**** Records to use

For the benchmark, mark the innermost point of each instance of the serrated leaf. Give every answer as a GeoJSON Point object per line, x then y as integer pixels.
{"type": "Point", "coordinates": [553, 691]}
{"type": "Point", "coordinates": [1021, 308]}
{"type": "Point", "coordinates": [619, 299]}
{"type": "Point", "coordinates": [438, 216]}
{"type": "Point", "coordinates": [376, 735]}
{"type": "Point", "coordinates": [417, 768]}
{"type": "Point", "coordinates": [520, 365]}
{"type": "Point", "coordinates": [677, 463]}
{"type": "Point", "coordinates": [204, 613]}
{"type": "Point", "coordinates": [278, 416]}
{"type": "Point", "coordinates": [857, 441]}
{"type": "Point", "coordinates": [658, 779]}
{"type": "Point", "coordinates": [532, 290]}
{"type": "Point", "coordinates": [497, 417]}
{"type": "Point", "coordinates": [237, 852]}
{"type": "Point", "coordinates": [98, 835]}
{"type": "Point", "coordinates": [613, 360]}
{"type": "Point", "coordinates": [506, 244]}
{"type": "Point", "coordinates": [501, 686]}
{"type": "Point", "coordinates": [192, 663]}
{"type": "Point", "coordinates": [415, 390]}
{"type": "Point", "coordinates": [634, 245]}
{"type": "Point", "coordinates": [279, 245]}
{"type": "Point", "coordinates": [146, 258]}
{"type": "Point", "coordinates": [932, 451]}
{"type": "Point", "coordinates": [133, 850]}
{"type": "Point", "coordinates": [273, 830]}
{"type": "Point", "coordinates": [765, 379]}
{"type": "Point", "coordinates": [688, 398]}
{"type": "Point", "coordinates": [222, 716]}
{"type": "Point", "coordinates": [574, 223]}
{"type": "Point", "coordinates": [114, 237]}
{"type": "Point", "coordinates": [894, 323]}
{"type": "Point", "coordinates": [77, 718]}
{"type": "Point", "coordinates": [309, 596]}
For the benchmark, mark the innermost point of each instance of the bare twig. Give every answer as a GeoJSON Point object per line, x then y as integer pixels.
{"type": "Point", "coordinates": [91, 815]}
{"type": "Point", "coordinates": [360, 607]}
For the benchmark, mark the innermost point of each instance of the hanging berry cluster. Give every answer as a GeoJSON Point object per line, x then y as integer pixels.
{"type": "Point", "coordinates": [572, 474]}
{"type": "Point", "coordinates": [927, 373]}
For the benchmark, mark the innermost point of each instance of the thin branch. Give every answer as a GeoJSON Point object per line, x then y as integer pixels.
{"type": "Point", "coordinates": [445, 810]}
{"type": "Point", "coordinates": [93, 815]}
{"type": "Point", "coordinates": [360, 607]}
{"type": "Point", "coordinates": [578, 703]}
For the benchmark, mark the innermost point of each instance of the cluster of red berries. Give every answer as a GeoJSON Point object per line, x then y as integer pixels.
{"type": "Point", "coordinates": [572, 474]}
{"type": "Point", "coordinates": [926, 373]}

********

Requirement — Present every line of the records above as a Markdown table with the columns Row and Line, numbering each line and skipping blank ones.

Task result —
| Row | Line |
|---|---|
| 1 | For the benchmark, mark the innermost point of each instance of the serrated leaf. Give every answer as a GeoJSON Point object per line, x then y as integer pixels. |
| 2 | {"type": "Point", "coordinates": [553, 691]} |
| 3 | {"type": "Point", "coordinates": [1021, 308]} |
| 4 | {"type": "Point", "coordinates": [619, 299]} |
| 5 | {"type": "Point", "coordinates": [438, 216]} |
| 6 | {"type": "Point", "coordinates": [376, 735]} |
| 7 | {"type": "Point", "coordinates": [417, 768]} |
| 8 | {"type": "Point", "coordinates": [520, 365]} |
| 9 | {"type": "Point", "coordinates": [677, 463]} |
| 10 | {"type": "Point", "coordinates": [204, 613]} |
| 11 | {"type": "Point", "coordinates": [278, 416]} |
| 12 | {"type": "Point", "coordinates": [857, 441]} |
| 13 | {"type": "Point", "coordinates": [658, 779]} |
| 14 | {"type": "Point", "coordinates": [532, 290]} |
| 15 | {"type": "Point", "coordinates": [497, 417]} |
| 16 | {"type": "Point", "coordinates": [237, 852]} |
| 17 | {"type": "Point", "coordinates": [98, 835]} |
| 18 | {"type": "Point", "coordinates": [613, 360]} |
| 19 | {"type": "Point", "coordinates": [506, 244]} |
| 20 | {"type": "Point", "coordinates": [501, 686]} |
| 21 | {"type": "Point", "coordinates": [192, 663]} |
| 22 | {"type": "Point", "coordinates": [415, 390]} |
| 23 | {"type": "Point", "coordinates": [634, 245]} |
| 24 | {"type": "Point", "coordinates": [279, 245]} |
| 25 | {"type": "Point", "coordinates": [146, 258]} |
| 26 | {"type": "Point", "coordinates": [932, 451]} |
| 27 | {"type": "Point", "coordinates": [133, 850]} |
| 28 | {"type": "Point", "coordinates": [273, 830]} |
| 29 | {"type": "Point", "coordinates": [765, 379]} |
| 30 | {"type": "Point", "coordinates": [688, 398]} |
| 31 | {"type": "Point", "coordinates": [222, 716]} |
| 32 | {"type": "Point", "coordinates": [574, 223]} |
| 33 | {"type": "Point", "coordinates": [114, 237]} |
| 34 | {"type": "Point", "coordinates": [894, 323]} |
| 35 | {"type": "Point", "coordinates": [77, 718]} |
| 36 | {"type": "Point", "coordinates": [309, 596]} |
| 37 | For the benchmark, mark the innermost point of each instance of the bare twig. Give every answer as a GeoJSON Point object per line, x then y as integer pixels. |
| 38 | {"type": "Point", "coordinates": [91, 815]} |
| 39 | {"type": "Point", "coordinates": [360, 607]} |
| 40 | For the benchmark, mark the innermost point of each instance of the hanging berry cluster. Give every answer as a GeoJSON Point object per line, x then y as integer pixels. |
| 41 | {"type": "Point", "coordinates": [572, 474]} |
| 42 | {"type": "Point", "coordinates": [927, 373]} |
| 43 | For the benchmark, mark the innermost point of each instance of the thin branch. Give every answer as a GeoJSON Point object per line, x then y as integer pixels. |
| 44 | {"type": "Point", "coordinates": [445, 810]} |
| 45 | {"type": "Point", "coordinates": [93, 815]} |
| 46 | {"type": "Point", "coordinates": [360, 607]} |
| 47 | {"type": "Point", "coordinates": [578, 703]} |
| 48 | For the benchmark, mark the innermost point of each instance of the cluster of red berries. Give every answer as a GeoJSON Point object per line, x then y as integer pixels. |
| 49 | {"type": "Point", "coordinates": [572, 474]} |
| 50 | {"type": "Point", "coordinates": [926, 373]} |